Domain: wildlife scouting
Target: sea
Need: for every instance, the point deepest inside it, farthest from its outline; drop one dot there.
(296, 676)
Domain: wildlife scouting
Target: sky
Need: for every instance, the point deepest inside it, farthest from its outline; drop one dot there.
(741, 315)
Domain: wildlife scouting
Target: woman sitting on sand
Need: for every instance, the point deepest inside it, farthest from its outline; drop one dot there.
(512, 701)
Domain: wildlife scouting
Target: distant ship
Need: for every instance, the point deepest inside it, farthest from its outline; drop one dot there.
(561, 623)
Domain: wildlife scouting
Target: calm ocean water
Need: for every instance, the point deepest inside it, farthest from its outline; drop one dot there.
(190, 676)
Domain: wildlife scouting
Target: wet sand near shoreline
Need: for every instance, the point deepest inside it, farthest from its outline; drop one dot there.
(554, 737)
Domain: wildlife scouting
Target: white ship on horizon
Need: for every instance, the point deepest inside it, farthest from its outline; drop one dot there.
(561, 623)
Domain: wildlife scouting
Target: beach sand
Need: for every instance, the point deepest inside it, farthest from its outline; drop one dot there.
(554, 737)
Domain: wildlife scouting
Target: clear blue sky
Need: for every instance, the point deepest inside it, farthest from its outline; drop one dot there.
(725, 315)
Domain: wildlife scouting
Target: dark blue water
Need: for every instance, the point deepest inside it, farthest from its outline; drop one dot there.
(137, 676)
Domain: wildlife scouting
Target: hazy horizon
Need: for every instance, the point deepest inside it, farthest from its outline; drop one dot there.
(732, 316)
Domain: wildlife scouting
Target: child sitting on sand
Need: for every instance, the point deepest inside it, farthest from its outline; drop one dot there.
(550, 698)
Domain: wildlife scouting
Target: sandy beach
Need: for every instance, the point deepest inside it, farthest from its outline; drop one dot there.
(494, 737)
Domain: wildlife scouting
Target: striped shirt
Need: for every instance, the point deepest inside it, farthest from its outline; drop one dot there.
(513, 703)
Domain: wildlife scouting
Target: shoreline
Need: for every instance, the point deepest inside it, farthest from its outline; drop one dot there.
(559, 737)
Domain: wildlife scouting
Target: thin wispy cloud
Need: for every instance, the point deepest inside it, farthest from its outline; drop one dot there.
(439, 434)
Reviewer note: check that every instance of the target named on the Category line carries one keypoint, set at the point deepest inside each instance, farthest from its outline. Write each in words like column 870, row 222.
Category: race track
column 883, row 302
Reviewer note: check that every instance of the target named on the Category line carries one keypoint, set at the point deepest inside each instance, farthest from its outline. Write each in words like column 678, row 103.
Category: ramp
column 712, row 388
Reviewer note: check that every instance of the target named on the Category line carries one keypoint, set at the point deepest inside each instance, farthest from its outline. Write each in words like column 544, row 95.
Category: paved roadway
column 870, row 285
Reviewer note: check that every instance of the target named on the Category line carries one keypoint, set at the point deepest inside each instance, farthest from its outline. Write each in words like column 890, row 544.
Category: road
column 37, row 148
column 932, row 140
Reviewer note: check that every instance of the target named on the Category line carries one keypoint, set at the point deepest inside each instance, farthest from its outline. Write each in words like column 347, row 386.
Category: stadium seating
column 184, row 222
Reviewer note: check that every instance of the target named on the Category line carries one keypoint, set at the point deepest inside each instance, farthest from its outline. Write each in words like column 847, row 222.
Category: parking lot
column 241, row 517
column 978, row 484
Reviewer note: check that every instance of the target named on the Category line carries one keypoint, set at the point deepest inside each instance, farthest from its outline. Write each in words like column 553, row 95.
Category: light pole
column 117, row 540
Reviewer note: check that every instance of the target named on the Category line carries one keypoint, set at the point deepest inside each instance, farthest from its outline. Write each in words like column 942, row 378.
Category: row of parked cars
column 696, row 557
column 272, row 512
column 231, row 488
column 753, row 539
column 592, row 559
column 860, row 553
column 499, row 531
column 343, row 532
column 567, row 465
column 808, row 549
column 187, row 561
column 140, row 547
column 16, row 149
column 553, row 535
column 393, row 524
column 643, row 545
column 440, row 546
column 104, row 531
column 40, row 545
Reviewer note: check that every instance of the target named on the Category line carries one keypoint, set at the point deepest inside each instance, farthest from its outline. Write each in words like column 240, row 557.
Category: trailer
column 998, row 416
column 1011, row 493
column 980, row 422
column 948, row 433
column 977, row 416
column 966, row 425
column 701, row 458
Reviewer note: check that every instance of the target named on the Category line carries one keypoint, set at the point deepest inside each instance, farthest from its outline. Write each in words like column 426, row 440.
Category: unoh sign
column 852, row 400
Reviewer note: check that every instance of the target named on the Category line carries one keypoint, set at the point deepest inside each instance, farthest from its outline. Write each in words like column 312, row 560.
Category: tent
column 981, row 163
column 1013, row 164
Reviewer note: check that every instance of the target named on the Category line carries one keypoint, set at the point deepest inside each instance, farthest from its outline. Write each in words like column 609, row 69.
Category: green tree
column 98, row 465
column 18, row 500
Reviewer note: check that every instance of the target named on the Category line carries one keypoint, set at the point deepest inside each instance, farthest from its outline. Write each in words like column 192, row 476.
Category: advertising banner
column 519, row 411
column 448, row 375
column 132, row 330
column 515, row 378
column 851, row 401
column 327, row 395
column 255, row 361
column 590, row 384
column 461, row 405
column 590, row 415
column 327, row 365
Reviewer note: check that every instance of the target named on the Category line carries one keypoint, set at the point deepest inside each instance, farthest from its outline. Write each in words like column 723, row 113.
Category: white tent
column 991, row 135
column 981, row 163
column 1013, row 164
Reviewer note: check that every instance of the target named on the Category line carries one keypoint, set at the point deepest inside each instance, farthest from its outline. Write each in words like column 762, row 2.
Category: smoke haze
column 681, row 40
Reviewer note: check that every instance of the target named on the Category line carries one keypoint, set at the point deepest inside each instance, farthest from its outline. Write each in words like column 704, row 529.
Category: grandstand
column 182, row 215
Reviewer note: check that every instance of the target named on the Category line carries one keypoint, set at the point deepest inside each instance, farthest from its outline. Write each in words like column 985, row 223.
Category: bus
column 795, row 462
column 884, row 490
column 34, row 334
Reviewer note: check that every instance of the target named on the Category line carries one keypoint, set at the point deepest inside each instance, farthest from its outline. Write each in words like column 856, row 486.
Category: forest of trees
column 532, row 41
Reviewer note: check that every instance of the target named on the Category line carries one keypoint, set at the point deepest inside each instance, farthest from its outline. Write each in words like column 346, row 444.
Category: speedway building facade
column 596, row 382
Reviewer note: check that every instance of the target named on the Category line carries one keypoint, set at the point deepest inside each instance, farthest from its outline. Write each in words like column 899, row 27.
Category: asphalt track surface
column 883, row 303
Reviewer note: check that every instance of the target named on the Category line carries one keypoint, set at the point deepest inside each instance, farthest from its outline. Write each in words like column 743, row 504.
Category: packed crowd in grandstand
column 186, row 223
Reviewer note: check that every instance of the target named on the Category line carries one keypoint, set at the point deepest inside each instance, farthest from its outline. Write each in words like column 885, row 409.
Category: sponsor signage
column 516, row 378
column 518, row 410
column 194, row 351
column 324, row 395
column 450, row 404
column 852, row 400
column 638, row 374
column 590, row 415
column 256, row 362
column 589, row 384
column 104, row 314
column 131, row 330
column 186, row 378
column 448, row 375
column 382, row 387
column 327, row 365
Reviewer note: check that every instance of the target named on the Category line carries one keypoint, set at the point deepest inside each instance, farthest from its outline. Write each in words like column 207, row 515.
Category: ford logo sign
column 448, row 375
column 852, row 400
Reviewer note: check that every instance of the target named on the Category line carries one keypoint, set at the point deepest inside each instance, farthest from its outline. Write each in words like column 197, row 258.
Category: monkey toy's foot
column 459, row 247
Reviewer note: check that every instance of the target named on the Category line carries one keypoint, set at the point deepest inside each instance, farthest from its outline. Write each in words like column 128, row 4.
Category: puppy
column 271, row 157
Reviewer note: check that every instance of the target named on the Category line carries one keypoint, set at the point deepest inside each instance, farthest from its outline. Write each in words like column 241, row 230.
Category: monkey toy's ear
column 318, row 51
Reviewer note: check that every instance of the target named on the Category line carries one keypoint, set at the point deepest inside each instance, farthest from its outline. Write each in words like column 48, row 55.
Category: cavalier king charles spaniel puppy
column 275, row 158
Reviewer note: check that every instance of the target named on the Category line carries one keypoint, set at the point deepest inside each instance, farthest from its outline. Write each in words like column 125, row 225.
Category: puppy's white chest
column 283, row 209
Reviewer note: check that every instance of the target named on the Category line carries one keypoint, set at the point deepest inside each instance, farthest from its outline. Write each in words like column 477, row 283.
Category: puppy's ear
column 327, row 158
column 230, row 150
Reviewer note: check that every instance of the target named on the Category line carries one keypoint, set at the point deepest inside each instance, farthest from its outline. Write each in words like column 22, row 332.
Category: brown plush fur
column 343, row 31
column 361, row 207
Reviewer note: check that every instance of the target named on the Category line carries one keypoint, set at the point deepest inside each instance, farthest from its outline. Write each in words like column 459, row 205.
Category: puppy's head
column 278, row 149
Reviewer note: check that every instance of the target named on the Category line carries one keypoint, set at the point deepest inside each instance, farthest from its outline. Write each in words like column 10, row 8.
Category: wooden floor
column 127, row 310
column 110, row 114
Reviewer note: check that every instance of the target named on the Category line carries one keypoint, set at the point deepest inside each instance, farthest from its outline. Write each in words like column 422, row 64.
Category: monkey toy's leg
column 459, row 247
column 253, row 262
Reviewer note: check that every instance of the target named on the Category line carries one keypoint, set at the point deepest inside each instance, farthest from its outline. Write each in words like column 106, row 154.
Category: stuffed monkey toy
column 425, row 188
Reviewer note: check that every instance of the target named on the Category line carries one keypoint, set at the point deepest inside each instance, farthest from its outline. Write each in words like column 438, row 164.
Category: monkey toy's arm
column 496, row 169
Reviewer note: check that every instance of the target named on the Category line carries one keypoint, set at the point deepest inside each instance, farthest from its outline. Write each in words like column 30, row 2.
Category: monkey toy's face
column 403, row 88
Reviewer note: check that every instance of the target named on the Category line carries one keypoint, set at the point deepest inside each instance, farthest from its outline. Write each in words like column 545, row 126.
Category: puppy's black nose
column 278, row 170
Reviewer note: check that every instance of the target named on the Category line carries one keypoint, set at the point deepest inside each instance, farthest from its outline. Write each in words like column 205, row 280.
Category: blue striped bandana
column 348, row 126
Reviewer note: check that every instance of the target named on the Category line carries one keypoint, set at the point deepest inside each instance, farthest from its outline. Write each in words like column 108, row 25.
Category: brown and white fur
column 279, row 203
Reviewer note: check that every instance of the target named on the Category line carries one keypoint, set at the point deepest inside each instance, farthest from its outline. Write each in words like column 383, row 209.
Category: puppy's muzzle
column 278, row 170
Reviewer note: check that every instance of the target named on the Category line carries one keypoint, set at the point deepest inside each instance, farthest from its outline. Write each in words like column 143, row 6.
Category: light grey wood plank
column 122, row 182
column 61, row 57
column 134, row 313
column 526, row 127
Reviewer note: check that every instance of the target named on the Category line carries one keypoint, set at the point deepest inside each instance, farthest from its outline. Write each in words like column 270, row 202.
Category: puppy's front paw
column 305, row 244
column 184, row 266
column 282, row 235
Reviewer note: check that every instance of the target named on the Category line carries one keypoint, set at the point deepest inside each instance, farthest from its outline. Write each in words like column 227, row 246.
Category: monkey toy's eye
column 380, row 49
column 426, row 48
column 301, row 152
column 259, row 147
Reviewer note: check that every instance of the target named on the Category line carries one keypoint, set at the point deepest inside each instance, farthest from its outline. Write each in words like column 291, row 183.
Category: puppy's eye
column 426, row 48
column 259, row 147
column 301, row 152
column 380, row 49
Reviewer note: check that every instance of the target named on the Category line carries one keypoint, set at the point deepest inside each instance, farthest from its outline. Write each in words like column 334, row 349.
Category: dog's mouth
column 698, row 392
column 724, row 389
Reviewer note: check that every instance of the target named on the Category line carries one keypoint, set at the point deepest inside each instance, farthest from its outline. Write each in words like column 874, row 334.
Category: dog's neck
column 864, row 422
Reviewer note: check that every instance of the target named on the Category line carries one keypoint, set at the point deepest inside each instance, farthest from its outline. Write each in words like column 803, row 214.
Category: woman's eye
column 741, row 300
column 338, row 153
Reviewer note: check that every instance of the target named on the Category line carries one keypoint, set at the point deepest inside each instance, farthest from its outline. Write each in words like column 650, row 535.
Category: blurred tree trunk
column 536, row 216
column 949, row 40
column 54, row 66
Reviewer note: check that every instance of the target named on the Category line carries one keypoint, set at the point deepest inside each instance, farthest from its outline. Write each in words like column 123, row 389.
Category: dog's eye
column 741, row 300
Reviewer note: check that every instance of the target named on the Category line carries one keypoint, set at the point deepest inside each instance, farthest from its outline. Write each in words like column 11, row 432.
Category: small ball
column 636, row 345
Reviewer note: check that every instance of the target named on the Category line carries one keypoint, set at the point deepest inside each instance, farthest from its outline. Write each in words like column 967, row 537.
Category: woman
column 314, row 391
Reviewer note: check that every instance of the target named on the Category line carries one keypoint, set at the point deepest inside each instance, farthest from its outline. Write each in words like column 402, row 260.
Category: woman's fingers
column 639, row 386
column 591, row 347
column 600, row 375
☆ ☆ ☆ ☆ ☆
(ACTIVITY) Only the count is wanted: report how many lines of the material above hold the word "beach".

(OUTPUT OF THE EXERCISE) 2